● RECORDS PROVIDED
↓

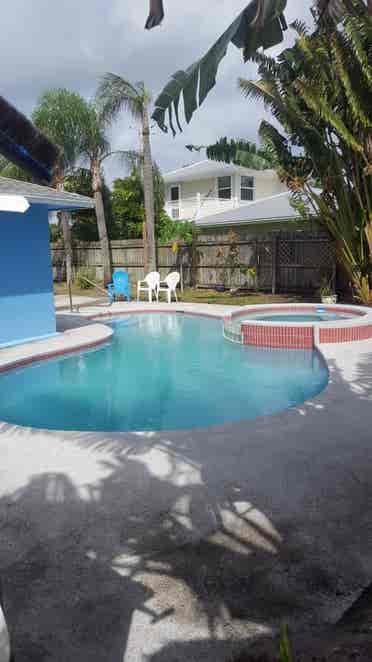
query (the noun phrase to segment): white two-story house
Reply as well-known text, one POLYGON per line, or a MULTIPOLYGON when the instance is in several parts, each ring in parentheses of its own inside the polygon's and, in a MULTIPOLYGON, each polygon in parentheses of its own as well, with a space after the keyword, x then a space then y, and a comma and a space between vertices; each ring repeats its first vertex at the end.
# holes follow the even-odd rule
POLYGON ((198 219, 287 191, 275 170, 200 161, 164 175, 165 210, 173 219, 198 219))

↑
↓

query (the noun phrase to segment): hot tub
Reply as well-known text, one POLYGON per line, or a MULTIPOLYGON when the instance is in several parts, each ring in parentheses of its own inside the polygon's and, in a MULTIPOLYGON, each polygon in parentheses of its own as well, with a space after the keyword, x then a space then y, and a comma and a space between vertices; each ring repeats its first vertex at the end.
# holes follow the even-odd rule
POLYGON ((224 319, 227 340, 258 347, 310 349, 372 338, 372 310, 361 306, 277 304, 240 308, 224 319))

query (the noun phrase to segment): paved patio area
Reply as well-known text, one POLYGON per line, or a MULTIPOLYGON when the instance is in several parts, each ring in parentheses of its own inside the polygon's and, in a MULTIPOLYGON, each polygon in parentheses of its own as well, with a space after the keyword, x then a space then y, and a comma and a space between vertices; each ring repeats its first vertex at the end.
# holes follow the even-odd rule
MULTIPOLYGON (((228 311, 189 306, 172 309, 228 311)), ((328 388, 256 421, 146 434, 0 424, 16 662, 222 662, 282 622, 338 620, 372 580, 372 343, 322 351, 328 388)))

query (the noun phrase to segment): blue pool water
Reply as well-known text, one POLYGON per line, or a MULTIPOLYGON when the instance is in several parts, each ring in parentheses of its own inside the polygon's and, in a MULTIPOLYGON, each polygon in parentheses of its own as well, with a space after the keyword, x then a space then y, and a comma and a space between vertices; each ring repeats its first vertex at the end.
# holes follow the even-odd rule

↑
↓

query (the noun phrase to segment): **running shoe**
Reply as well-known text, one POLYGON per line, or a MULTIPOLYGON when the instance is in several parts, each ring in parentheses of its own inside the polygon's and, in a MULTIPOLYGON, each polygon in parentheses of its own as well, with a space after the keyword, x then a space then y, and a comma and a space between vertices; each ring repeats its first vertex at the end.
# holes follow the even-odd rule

↑

● BRIEF
In the entries above, identify each line that includes the string "query", then copy it.

● ANSWER
query (the noun phrase to segment): white two-story house
query (the noun phrase to segment): hot tub
query (the noun phrase to segment): paved patio area
query (the noun phrase to segment): blue pool water
query (the noun phrase to segment): **running shoe**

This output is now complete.